**Aim of the task:**
Everything from the line that contains "target | wing feather" through the final line of the records should be written out exactly, and nothing outside that span.

**Data extract:**
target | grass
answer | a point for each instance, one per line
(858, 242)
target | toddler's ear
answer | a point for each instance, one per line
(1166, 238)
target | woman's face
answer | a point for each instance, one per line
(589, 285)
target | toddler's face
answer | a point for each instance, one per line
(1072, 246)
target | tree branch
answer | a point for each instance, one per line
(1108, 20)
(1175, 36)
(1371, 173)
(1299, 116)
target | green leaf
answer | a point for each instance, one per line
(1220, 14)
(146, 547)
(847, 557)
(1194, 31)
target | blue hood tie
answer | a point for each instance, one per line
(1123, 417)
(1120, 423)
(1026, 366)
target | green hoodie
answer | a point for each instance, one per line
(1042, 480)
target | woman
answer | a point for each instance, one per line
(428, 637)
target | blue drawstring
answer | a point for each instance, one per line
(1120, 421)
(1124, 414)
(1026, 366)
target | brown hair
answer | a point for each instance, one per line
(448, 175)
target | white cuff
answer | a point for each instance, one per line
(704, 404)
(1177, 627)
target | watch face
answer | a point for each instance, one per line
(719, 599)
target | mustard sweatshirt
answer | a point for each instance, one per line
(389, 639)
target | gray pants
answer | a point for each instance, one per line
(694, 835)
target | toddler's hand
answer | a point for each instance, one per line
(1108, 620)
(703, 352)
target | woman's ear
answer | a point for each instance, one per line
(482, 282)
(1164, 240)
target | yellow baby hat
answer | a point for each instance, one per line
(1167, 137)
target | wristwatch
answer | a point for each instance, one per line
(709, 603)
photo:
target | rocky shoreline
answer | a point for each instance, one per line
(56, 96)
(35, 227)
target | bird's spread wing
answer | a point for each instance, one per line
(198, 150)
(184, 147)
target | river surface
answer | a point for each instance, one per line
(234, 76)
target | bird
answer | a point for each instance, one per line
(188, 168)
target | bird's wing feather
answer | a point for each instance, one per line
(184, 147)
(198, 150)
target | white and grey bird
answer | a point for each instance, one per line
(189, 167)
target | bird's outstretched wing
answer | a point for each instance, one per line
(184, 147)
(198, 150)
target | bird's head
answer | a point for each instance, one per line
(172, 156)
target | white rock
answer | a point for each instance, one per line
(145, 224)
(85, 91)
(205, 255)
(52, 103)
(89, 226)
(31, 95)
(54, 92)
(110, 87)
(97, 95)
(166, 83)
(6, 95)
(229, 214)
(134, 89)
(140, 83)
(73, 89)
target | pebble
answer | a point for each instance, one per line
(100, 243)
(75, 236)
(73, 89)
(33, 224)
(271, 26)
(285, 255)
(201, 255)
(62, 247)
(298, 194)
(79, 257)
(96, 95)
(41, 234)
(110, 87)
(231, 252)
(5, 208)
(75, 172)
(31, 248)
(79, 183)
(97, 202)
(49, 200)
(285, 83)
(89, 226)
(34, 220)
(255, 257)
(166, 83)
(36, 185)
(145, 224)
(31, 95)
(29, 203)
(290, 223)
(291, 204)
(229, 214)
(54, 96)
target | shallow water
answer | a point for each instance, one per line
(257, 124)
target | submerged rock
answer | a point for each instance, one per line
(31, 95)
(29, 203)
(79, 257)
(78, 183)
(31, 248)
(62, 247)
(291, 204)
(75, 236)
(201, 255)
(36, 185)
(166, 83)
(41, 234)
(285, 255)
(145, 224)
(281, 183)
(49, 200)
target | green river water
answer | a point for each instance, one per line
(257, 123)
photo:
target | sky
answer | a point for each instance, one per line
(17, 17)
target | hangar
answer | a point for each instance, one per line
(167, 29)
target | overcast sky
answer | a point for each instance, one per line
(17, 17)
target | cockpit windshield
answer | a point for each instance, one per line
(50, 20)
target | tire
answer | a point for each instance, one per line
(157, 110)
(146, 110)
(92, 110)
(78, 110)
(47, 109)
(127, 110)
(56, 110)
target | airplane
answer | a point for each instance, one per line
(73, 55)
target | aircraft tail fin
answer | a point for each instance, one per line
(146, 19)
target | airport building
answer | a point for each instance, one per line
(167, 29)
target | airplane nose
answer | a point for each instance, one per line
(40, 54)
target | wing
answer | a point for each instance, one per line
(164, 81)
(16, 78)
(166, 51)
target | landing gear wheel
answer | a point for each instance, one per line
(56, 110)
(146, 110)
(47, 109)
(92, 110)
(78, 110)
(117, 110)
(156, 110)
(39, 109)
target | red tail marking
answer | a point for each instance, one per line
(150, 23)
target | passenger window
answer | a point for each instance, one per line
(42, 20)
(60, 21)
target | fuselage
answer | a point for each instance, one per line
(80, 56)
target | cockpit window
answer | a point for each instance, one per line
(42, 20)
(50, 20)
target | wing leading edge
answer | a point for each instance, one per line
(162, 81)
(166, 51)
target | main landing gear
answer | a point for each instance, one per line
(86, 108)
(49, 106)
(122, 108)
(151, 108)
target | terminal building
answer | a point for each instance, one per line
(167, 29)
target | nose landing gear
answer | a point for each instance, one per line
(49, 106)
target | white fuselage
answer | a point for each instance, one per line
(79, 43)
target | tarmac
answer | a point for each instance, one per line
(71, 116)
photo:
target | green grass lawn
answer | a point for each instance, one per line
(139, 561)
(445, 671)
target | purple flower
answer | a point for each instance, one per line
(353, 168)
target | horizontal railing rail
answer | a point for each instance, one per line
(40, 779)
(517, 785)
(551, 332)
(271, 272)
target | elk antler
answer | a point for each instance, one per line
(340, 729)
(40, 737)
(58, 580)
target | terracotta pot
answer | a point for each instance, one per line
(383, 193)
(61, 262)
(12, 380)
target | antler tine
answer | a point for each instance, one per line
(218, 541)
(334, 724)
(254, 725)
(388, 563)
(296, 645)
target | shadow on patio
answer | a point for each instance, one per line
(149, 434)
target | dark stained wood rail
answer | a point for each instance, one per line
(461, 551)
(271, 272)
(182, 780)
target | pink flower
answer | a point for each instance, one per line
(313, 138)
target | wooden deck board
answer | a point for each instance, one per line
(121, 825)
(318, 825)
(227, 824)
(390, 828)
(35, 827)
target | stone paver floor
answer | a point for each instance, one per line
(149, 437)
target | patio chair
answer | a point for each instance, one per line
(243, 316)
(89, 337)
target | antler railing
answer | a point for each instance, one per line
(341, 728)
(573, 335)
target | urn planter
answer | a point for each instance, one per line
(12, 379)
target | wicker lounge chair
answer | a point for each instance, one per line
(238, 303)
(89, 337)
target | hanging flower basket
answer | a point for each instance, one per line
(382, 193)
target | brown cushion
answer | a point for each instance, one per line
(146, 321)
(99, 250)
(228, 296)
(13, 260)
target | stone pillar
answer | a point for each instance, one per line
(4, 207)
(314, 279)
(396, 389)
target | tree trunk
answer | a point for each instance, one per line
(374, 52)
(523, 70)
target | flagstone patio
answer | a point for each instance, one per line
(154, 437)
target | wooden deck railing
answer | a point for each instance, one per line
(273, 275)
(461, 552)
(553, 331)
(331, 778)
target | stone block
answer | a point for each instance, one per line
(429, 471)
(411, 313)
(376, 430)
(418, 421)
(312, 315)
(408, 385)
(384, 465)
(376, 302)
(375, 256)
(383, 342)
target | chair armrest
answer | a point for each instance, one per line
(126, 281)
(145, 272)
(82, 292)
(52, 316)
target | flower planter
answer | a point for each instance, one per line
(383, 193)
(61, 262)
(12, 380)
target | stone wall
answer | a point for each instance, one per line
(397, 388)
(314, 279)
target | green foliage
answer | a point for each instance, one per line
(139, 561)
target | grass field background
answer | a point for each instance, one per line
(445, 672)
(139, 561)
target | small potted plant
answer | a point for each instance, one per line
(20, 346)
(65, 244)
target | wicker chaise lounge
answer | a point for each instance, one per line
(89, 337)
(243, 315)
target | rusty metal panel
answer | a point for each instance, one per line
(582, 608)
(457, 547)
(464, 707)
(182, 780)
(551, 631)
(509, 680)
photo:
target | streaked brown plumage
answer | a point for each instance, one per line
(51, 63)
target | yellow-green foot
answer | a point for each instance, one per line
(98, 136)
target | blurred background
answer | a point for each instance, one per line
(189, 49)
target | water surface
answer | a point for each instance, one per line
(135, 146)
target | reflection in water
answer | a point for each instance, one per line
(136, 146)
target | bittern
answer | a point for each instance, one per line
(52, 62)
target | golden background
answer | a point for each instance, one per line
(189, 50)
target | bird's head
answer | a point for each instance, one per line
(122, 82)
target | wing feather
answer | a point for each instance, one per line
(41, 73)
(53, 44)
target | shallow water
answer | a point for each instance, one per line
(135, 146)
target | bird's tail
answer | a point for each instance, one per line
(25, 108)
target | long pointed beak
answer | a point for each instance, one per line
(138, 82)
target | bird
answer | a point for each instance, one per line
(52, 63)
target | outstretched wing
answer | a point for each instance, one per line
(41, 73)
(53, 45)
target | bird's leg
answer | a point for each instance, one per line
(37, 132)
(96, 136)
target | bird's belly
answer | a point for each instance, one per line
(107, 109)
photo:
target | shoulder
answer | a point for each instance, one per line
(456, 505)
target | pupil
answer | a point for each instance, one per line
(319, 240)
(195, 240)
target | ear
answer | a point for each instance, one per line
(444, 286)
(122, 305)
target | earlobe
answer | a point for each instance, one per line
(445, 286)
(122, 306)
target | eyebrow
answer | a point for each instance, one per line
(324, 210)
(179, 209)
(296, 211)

**Result:**
target | wing feather
answer | a point for each instance, one per line
(41, 73)
(53, 44)
target | shallow water
answer | a point for each instance, one per line
(135, 146)
target | bird's tail
answer | a point for each instance, one per line
(25, 108)
target | long pointed beak
answer | a point for each instance, one per line
(138, 82)
target | bird
answer | a point for each instance, one per line
(52, 63)
target | outstretched wing
answer | a point for each instance, one per line
(41, 73)
(53, 45)
target | bird's leg
answer | a point for each instance, one per line
(37, 132)
(96, 136)
target | bird's belly
answer | a point for each instance, one per line
(107, 109)
photo:
target | shoulder
answer | a point for each instance, one per line
(456, 505)
target | pupil
answer | a point for each instance, one per line
(319, 240)
(195, 240)
target | ear
answer | a point for each instance, one per line
(444, 286)
(122, 305)
target | earlobe
answer | a point for each instance, one per line
(445, 286)
(122, 306)
target | eyebrow
answer | a point for each instance, one per line
(324, 210)
(179, 209)
(296, 211)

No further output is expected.